> To be done
Find "the form [342,64]." in the material, then return exactly the line containing it and all lines after it to the end, leaving out pictures.
** Begin **
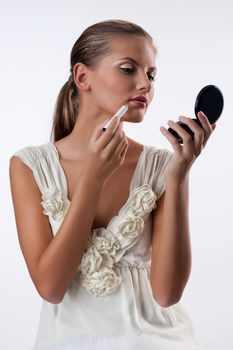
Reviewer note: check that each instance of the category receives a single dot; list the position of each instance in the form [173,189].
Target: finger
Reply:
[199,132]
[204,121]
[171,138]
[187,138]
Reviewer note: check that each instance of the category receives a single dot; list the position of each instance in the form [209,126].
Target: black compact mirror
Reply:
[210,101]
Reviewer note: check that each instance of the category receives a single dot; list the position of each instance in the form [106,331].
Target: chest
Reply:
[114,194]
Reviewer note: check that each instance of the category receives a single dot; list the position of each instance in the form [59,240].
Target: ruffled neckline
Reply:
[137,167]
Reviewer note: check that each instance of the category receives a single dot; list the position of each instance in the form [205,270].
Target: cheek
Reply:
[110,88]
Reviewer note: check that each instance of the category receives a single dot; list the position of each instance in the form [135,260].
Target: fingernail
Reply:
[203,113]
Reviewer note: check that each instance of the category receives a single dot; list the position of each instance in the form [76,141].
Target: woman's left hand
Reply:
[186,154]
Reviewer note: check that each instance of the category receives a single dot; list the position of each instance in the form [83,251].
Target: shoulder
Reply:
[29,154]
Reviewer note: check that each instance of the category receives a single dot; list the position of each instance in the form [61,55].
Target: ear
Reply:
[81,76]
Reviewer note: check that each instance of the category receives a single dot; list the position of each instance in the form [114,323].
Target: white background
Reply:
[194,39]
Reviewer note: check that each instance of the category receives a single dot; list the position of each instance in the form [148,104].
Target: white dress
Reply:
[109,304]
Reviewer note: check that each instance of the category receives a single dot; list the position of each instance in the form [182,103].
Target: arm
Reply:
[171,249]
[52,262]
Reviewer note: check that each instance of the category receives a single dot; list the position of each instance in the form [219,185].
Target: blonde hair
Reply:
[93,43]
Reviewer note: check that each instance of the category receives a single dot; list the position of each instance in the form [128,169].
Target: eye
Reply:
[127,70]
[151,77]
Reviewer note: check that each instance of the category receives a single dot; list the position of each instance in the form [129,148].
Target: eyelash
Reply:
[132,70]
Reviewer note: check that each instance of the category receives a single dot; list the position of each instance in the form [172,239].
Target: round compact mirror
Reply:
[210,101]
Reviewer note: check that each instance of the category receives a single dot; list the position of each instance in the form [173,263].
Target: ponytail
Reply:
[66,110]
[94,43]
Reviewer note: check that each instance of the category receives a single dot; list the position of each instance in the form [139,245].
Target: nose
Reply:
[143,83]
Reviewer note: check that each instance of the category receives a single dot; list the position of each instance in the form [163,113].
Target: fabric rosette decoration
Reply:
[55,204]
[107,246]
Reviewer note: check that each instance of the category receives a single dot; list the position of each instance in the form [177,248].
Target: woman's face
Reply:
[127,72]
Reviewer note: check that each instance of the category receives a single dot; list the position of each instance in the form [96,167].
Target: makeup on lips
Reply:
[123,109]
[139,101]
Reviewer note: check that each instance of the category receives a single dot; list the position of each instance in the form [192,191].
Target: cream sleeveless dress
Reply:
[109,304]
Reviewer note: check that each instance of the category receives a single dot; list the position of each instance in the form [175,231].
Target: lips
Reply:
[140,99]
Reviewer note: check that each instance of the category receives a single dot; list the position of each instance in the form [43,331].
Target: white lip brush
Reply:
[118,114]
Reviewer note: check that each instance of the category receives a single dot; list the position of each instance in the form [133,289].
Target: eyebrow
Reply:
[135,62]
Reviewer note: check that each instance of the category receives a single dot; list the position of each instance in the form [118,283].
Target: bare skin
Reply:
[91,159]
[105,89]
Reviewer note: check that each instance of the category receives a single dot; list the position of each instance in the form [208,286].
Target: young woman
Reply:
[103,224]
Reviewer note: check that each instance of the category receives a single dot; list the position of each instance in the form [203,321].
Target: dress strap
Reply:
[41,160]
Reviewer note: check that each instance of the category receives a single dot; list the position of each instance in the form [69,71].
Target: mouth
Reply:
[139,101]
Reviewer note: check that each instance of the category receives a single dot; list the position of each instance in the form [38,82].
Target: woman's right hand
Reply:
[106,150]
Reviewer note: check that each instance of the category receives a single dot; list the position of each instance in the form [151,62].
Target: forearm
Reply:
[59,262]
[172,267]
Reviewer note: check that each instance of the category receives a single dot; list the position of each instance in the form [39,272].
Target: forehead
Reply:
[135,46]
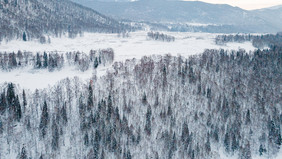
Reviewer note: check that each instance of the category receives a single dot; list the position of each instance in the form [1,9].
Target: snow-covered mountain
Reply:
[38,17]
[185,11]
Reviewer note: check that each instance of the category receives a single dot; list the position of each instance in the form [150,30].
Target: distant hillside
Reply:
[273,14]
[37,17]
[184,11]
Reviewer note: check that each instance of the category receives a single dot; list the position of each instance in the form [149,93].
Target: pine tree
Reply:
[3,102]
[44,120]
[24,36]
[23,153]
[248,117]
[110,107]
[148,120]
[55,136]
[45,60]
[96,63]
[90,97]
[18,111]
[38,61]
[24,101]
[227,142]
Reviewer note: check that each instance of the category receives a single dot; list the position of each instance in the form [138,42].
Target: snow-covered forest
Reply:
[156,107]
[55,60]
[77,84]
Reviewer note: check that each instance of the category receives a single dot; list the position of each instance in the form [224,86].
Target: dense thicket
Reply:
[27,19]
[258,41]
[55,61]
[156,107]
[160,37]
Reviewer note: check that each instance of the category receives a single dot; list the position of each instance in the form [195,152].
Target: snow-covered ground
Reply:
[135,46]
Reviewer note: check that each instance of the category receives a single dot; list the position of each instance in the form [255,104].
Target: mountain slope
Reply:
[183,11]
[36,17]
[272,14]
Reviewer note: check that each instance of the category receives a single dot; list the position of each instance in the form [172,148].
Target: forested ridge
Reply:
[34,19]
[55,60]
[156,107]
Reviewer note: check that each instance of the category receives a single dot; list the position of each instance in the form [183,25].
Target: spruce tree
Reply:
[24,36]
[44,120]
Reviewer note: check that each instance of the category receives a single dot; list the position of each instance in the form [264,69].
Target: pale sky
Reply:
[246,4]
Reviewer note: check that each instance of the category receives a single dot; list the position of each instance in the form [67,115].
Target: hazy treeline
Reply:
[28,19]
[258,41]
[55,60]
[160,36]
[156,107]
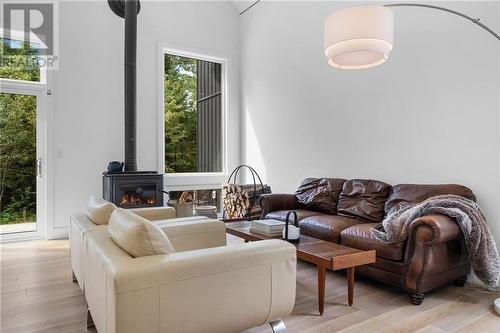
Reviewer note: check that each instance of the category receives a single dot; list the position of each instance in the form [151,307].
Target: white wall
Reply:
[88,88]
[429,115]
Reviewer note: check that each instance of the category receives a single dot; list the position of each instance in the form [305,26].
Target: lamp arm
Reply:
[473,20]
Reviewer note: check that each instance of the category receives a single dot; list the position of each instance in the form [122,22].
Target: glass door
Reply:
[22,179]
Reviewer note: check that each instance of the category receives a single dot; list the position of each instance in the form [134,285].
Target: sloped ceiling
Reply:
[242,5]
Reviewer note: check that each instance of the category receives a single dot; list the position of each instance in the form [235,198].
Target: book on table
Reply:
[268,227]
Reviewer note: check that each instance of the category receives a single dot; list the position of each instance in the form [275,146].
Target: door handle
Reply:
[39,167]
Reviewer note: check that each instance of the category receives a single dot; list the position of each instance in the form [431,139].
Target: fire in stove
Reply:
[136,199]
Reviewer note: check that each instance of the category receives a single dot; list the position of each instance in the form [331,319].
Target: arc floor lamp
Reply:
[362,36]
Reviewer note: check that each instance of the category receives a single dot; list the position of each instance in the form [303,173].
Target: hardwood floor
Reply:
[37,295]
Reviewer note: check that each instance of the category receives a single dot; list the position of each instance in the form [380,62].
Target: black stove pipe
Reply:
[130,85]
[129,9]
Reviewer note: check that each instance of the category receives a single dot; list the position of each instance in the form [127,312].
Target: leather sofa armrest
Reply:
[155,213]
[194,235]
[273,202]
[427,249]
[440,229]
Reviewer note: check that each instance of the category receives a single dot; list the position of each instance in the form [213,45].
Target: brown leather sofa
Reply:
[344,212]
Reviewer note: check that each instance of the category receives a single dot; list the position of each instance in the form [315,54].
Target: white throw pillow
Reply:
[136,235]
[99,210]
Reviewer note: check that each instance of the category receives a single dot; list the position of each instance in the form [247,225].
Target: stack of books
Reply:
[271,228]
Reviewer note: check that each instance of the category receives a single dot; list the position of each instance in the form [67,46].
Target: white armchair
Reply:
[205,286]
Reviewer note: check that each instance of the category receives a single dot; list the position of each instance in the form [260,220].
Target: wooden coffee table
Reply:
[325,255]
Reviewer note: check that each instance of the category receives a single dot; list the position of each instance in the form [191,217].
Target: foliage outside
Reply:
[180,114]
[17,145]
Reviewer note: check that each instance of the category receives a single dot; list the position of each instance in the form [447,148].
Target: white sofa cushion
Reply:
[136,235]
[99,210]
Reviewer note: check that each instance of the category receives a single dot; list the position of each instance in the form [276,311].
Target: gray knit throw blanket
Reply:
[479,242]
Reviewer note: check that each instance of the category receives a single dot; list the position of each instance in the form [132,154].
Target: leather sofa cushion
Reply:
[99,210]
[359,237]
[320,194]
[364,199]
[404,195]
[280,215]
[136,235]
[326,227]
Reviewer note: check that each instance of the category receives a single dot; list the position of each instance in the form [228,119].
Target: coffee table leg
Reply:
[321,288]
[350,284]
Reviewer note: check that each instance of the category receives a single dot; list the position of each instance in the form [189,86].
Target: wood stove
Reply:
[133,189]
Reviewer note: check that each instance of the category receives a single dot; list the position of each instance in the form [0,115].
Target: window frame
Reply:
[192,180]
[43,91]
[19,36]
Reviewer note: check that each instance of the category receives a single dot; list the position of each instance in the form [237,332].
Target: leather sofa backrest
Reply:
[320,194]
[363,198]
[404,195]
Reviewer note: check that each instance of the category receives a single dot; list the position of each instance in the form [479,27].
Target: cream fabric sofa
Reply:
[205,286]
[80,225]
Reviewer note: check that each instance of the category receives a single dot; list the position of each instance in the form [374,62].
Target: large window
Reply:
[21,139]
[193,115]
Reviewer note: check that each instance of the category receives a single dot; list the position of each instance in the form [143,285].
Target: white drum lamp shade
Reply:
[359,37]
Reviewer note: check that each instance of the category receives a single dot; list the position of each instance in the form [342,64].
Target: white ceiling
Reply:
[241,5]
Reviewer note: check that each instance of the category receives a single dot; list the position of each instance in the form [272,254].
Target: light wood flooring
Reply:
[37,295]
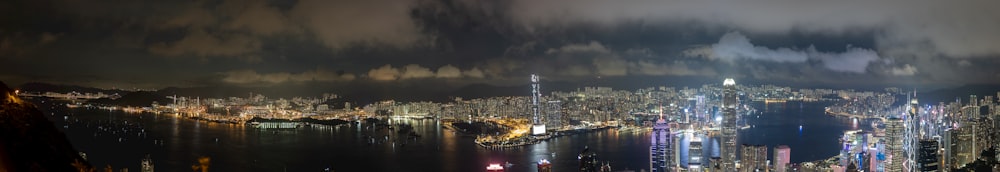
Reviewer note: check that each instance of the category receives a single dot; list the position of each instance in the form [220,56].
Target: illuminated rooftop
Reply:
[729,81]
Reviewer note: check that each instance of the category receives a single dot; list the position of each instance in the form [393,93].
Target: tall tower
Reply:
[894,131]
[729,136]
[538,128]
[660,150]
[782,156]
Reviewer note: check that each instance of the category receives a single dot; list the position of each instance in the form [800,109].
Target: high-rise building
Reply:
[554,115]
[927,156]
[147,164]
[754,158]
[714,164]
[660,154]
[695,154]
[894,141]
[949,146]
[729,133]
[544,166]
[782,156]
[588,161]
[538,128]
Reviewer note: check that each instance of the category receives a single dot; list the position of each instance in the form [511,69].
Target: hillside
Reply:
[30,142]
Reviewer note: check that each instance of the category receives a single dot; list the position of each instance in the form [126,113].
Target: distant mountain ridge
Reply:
** End **
> Answer for this exercise
Reviewer note: check that each instance of the category receives a single dot; list the position of each instance in the form [342,64].
Target: white ceiling
Reply:
[241,5]
Reviewer note: check that each instance of the category receives a single dot; list the position of each instance in the form [272,254].
Target: light wood flooring
Reply:
[37,295]
Reviewer note: check that each instance of the category receives a single dot; list the position of each instance in the form [220,56].
Target: illuminated rooftop
Reply:
[729,81]
Reviewer note: check that each instance of the category receives a single dot; list the position of each instance in the form [393,93].
Target: tall tower
Reply:
[894,131]
[729,136]
[538,128]
[660,150]
[782,156]
Reviewer note: check that each instance of the category receives a single dot; list the position of each instance in the form [800,109].
Target: high-rise building
Reply:
[554,115]
[927,156]
[147,164]
[754,158]
[714,164]
[660,154]
[695,154]
[894,141]
[949,146]
[729,133]
[544,166]
[782,156]
[588,161]
[538,128]
Reviewer note: check that each instance of the category receives a single dot; list the position of each instance in the form [511,69].
Target: hillside
Reply:
[30,142]
Reviewer note: check that each instance of the category receives a single dot; list the position of each instance in the form [126,113].
Target: distant mountain ridge
Reply:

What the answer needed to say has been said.